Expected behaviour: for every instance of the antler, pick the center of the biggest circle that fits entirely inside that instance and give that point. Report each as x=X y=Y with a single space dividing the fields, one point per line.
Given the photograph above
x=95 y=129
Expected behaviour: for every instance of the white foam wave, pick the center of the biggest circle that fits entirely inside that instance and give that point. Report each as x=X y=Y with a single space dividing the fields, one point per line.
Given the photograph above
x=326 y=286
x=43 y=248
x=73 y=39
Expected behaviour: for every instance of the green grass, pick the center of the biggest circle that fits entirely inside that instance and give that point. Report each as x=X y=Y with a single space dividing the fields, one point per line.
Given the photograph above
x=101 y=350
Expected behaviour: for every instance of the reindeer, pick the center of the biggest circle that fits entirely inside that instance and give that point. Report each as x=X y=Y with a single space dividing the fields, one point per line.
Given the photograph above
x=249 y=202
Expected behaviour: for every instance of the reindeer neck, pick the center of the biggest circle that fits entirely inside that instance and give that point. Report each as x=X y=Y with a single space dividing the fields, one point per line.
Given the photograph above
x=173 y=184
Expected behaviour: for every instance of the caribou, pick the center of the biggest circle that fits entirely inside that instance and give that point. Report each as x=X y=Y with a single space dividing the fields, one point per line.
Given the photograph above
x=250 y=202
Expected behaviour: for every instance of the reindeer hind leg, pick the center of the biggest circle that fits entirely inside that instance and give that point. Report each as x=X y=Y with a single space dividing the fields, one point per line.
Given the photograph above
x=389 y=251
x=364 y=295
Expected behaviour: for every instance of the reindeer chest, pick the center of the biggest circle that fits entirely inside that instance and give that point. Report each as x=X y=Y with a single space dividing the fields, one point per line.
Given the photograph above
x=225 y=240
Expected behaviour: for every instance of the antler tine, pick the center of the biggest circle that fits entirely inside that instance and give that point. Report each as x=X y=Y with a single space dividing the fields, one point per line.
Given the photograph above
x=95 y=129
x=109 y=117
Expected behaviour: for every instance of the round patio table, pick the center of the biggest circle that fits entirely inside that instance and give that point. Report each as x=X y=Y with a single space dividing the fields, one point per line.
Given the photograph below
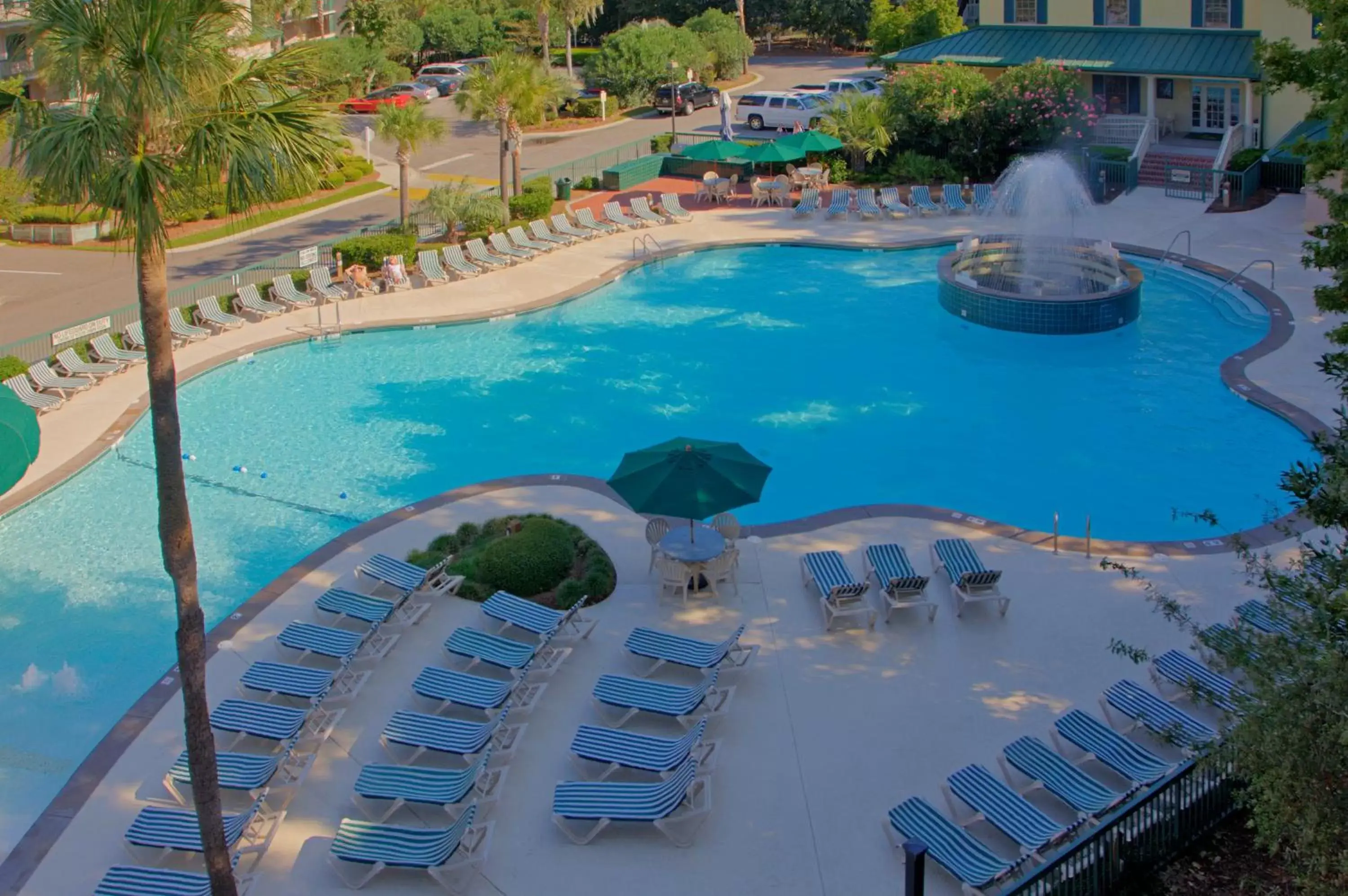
x=709 y=545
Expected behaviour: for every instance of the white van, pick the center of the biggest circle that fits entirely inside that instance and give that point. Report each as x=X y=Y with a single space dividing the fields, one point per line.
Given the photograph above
x=780 y=110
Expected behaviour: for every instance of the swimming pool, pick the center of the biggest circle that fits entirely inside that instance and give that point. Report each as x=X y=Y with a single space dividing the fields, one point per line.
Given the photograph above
x=836 y=367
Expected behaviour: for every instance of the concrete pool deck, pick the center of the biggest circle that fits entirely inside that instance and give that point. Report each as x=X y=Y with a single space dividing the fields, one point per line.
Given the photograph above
x=824 y=735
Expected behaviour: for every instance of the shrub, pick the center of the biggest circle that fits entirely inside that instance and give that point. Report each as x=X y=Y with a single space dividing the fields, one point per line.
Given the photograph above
x=530 y=205
x=372 y=250
x=10 y=366
x=530 y=562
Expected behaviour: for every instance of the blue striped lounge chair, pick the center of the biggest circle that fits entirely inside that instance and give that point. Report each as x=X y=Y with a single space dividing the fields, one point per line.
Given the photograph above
x=525 y=242
x=1148 y=710
x=612 y=750
x=1029 y=764
x=22 y=386
x=1254 y=613
x=563 y=226
x=301 y=640
x=428 y=262
x=955 y=849
x=321 y=285
x=449 y=855
x=998 y=805
x=479 y=647
x=75 y=366
x=642 y=211
x=840 y=592
x=182 y=331
x=451 y=688
x=405 y=578
x=692 y=652
x=537 y=619
x=953 y=197
x=208 y=312
x=382 y=790
x=160 y=832
x=809 y=203
x=1094 y=740
x=541 y=232
x=1195 y=681
x=676 y=805
x=982 y=199
x=891 y=203
x=284 y=290
x=673 y=207
x=425 y=733
x=920 y=197
x=250 y=300
x=970 y=578
x=683 y=702
x=896 y=577
x=106 y=350
x=840 y=203
x=866 y=205
x=46 y=379
x=503 y=246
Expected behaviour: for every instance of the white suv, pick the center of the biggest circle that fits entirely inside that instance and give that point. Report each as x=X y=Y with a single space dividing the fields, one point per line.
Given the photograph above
x=780 y=110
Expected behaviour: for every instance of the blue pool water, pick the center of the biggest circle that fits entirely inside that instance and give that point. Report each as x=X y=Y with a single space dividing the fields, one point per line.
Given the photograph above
x=838 y=368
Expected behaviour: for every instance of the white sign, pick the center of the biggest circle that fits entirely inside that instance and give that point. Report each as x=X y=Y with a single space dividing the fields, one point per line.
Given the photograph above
x=80 y=331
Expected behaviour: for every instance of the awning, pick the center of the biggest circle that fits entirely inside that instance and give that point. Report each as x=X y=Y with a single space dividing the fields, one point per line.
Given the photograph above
x=1177 y=53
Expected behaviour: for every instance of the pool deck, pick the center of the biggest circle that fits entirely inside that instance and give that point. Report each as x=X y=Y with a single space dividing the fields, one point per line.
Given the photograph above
x=825 y=731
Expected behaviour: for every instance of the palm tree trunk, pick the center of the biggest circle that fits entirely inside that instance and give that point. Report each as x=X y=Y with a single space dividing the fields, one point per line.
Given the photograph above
x=180 y=557
x=405 y=165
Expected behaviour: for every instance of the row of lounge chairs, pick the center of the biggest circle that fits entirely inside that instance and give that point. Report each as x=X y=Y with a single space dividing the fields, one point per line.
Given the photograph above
x=680 y=798
x=1028 y=764
x=890 y=204
x=288 y=712
x=468 y=719
x=843 y=594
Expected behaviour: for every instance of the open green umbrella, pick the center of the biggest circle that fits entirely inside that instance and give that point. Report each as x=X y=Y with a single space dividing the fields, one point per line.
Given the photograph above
x=692 y=479
x=18 y=439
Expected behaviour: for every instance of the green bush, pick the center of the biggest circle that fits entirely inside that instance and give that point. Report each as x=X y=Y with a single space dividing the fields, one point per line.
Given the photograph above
x=530 y=562
x=530 y=205
x=371 y=251
x=10 y=366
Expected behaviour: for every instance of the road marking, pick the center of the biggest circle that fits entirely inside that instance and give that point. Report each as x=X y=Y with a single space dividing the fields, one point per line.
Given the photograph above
x=436 y=165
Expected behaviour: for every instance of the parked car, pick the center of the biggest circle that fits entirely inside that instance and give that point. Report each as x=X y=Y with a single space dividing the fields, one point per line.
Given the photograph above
x=444 y=84
x=370 y=103
x=691 y=96
x=780 y=110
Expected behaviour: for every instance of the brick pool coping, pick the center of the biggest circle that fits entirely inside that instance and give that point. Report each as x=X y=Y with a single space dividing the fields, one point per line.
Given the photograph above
x=19 y=865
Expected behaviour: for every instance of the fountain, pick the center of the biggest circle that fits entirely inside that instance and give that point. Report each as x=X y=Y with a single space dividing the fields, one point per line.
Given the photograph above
x=1032 y=273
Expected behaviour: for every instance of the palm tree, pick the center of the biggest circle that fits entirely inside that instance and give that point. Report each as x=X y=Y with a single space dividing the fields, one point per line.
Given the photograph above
x=865 y=127
x=164 y=100
x=408 y=127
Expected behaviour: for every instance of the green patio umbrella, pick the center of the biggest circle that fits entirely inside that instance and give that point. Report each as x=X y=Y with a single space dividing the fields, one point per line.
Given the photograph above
x=689 y=477
x=19 y=439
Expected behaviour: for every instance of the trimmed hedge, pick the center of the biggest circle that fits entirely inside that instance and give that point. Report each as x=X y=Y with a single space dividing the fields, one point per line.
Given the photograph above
x=371 y=251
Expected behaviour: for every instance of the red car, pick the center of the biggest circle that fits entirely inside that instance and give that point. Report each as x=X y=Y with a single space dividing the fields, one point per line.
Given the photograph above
x=370 y=103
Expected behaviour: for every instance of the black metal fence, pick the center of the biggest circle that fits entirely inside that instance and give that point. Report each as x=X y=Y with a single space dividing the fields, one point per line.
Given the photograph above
x=1141 y=837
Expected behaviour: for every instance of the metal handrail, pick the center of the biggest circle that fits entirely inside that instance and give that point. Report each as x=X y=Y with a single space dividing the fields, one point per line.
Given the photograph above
x=1273 y=275
x=1188 y=246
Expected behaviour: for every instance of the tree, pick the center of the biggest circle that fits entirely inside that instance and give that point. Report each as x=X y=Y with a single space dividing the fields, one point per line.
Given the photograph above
x=461 y=205
x=865 y=127
x=165 y=100
x=409 y=127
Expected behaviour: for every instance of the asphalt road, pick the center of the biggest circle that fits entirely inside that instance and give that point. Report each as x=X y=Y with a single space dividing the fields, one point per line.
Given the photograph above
x=42 y=289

+ + + + +

Copy out the items word for word, starting from the beginning of the items and continuing through the line that contains "x=173 y=184".

Expected behaviour: for every instance of the antler, pick the center of the biggest circle that fits entirely inside that instance and give that point. Report each as x=X y=Y with a single space dividing the fields, one point per line.
Given the photograph above
x=95 y=129
Expected behaviour: for every instance of the white foam wave, pick the center of the biggest circle that fits entirely inside that instance and give that point. Report each as x=X y=Y with a single space dividing the fields, one point per line.
Given the photograph above
x=326 y=286
x=43 y=248
x=73 y=39
Expected behaviour: for every instance of the green grass, pick the center of the biggest circle that fits entirely inside that instance and give that point. Report each as x=X y=Y with a single space dividing the fields, one point per line.
Given the photograph above
x=101 y=350
Expected behaviour: for every instance of the reindeer, pick the center of the biggest circle that fits entirely inside that instance and give that point. Report each as x=X y=Y with a single space dividing the fields, one point per line.
Given the photograph above
x=249 y=202
Expected behaviour: for every instance of the reindeer neck, pick the center of the biggest circle that fits entirely inside that instance and give that point. Report each as x=X y=Y with a single space dividing the fields, one point per line.
Given the photograph above
x=173 y=184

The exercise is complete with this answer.